* ENUNCIADO
No texto abaixo sobre os partidos políticos no Acre, quais são todas as coisas que os caudilhos locais distribuem quando detêm o poder político?

Em segundo, impressiona a absoluta falta de identidade partidária, social ou programática dos partidos políticos no Acre. A ciência política ao longo de séculos consagrou os partidos como ferramentas fundamentais ao processo democrático. Por meio deles os grupos sociais, na forma de classes, grupos de interesses ou mesmo categorias profissionais, disputam legitimamente o poder institucional. Assim, os partidos são funcionais à democracia representativa porque estruturam a competição eleitoral, agregam interesses, governam e conduzem os trabalhos legislativos. Na realidade do Acre hoje, de enorme desconfiança das pessoas, fragilização e perda de credibilidade das instituições, partidos viraram quimeras e os eleitores buscam identificação em pequenos caudilhos locais. Mazinho Serafim em Sena Madureira e Vagner Sales em Cruzeiro do Sul são bons exemplos desse fenômeno.
A consequência de tudo isso é feia e cheira mal: candidaturas que não representam nada e nem ninguém, desprovidas que são de causas e propostas. Fazem parte de um jogo cujo único e definitivo propósito é o poder pelo poder. Aliás, o poder como meio de acesso e distribuição de privilégios. Essa sim é a essência da política em nossa realidade. Na posse de poder político, os caudilhos locais distribuem cargos, empregos, favores e pequenos mimos, atendendo aos vinte por cento que se mantém próximos aos centros de decisão. O restante da população, os oitenta por cento que apenas vota, quase sempre também em função de algum ganho menor, segue vendo serviços públicos se deteriorarem, recursos se perderem, a vida mais difícil e dura, enquanto os privilégios das elites não cessam de crescer. Isso, inclusive, ajuda a explicar porque salários e benefícios do setor público são os principais vetores de aprofundamento da desigualdade social em nosso Estado.

Entradas de dados coletados:
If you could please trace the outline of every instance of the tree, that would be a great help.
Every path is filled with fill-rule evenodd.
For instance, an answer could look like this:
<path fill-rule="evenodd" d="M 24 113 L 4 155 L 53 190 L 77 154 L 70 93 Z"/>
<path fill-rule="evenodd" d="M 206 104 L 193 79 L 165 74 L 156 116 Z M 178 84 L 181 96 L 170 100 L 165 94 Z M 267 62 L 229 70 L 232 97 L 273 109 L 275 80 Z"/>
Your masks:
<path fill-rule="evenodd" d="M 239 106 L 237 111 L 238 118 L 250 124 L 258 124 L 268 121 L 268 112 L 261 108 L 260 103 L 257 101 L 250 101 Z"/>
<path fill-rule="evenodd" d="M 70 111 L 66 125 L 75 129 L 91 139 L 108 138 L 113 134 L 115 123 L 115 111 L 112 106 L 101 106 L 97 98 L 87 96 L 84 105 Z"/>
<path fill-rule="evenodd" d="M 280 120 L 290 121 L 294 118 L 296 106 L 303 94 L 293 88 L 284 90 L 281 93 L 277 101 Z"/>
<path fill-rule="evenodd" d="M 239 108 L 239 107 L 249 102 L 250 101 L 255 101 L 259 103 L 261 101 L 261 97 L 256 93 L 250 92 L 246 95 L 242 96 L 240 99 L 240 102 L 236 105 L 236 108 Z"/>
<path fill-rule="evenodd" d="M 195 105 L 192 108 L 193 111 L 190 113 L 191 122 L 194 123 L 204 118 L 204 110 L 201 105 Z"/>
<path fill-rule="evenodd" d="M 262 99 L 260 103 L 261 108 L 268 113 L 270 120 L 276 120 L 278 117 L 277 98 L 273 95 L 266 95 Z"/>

* RESPOSTA
- cargos
- empregos
- favores
- pequenos mimos